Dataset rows
* * * * * * *

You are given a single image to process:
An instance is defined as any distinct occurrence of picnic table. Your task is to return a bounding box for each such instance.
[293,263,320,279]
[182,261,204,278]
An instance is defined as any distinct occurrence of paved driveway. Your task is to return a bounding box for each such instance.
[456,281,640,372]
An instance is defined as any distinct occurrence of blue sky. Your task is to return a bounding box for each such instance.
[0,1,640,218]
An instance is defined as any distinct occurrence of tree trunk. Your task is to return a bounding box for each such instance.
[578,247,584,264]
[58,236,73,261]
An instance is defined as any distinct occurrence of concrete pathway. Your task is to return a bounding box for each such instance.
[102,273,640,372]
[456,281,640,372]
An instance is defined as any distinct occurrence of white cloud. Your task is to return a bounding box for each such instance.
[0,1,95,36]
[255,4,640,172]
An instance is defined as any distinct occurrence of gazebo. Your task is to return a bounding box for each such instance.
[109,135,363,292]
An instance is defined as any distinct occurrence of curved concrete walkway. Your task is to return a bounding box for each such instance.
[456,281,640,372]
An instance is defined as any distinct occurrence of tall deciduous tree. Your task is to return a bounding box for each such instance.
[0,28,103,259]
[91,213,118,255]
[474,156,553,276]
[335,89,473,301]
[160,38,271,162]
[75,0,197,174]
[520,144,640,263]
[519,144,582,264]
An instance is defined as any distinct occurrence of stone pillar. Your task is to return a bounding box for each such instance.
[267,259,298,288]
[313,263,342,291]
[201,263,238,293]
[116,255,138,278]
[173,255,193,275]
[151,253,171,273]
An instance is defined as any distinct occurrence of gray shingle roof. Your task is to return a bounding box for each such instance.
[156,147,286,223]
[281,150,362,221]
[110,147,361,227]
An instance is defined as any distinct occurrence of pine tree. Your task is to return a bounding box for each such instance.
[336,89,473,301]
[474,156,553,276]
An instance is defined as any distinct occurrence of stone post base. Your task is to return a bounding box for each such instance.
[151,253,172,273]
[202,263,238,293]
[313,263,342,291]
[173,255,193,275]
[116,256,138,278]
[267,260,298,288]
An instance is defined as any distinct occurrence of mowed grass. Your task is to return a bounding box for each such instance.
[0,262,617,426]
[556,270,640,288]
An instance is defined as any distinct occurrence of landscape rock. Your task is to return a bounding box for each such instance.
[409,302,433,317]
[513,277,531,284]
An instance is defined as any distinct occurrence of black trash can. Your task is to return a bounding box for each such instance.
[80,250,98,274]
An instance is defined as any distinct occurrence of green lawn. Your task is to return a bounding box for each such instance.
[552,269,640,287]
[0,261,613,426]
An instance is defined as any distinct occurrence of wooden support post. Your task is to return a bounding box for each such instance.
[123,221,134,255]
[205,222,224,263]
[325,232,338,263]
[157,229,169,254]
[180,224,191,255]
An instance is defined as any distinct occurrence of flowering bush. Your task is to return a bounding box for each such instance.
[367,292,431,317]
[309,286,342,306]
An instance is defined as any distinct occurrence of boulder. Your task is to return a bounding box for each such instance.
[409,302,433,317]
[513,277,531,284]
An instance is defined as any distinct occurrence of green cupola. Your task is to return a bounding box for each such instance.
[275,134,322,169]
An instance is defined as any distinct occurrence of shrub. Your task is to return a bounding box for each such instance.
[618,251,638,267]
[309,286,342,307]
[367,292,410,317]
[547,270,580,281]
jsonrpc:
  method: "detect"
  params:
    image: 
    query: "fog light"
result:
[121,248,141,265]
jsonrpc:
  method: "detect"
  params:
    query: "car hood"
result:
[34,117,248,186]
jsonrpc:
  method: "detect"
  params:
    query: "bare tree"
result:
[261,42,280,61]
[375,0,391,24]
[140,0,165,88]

* * * * * * *

Work to complete:
Rewrite all the records above, swapping every occurrence of "bounding box" for "bounding rectangle" and leaving everything else unchanged.

Solution to this task:
You are given a single image to process:
An instance is defined as any distinct occurrence of picnic table. Your task is to return a bounding rectangle for each such instance.
[293,263,320,279]
[182,261,204,278]
An instance is defined as any distinct occurrence of paved driveway. Your task is to return a bounding rectangle for each such instance.
[456,281,640,372]
An instance is defined as any distinct occurrence of blue sky. Your task is to return a bounding rectangle for each such instance.
[0,1,640,218]
An instance is defined as any distinct occurrence of tree trunk. Your task is to return a bounding rectangle for each such instance.
[578,247,584,264]
[58,236,73,261]
An instance is defined as any distinct occurrence of concrete pathway. Your task is to return a bounding rectangle for each such instance.
[102,273,640,372]
[456,281,640,372]
An instance is defined as any distinct occurrence of white cloud. Your task is to return a bounding rectangle for each such instance.
[0,1,95,36]
[255,4,640,172]
An instance is defined as any distinct occurrence of gazebo. Your task is to return a bounding rectangle for each such instance.
[109,135,363,292]
An instance is defined as any distinct occurrence of curved concrete walkway. Your task is to return a bounding rectangle for each such instance.
[456,281,640,372]
An instance is defined as any distinct occurrence of tall deciduous tree. Your task is to return a bounding rectangle for each such instance.
[0,28,103,259]
[91,213,118,255]
[474,156,553,276]
[335,89,473,301]
[160,38,271,162]
[75,0,197,174]
[520,144,640,263]
[519,144,582,264]
An instance is defined as any distinct occurrence of stone pillar. Your task is to return a bounding rectangle for each such instance.
[267,259,298,288]
[313,263,342,291]
[201,263,238,293]
[116,255,138,278]
[173,255,193,275]
[151,253,171,273]
An instance is defined as any distinct occurrence of gray shingle roof. Your task is to return a bounding rectangle for each such instance.
[156,147,286,223]
[281,150,362,221]
[110,147,361,227]
An instance is defined as any distinct occurrence of pine tree. Your task is to return a bounding rectangle for each such instance.
[336,89,473,301]
[474,156,553,276]
An instance is defined as any distinct occurrence of stone post base. Your task is to return a bounding rectangle for each such instance.
[151,253,172,273]
[202,263,238,293]
[313,263,342,291]
[173,255,193,275]
[116,256,138,278]
[267,260,298,288]
An instance is defined as any distinct occurrence of mowed grass. Your task is to return a bounding rectangle for each such instance.
[0,262,617,426]
[556,270,640,288]
An instance is defined as any distinct occurrence of landscape rock. Your task is to return a bounding rectangle for each such instance.
[409,302,433,317]
[513,277,531,284]
An instance is defined as any distinct occurrence of black trash can. Your task is to return a bounding rectangle for each such instance.
[80,250,98,274]
An instance is defined as any distinct occurrence of green lawn. Your task is to return a bounding rectangle for each such instance.
[552,269,640,287]
[0,261,613,426]
An instance is defined as any distinct occurrence of wooden support post. Your task is to return a bounding rectangle for each such instance.
[123,221,134,255]
[205,222,224,263]
[325,232,338,263]
[157,229,169,254]
[180,224,191,255]
An instance is defined as any distinct occurrence of flowering bush. Your task is to return a bounding rectangle for each such instance.
[367,292,431,317]
[309,286,342,306]
An instance is defined as any distinct occurrence of boulder. Your task is to return a bounding rectangle for each such instance.
[409,302,433,317]
[513,277,531,284]
An instance is defined as any distinct occurrence of green cupola. Your task is to return a bounding rectangle for each such instance.
[275,134,322,169]
An instance is defined as any distinct occurrence of shrub. Your task is to return a bounding rectangle for each such instance.
[618,251,638,267]
[309,286,342,307]
[367,292,410,317]
[547,270,580,281]
jsonrpc:
  method: "detect"
  params:
    image: 
    query: "fog light"
result:
[121,248,141,265]
jsonrpc:
  method: "detect"
  params:
    query: "car hood"
result:
[34,117,248,186]
jsonrpc:
  method: "detect"
  params:
    query: "bare tree"
result:
[261,42,280,61]
[375,0,391,24]
[140,0,165,88]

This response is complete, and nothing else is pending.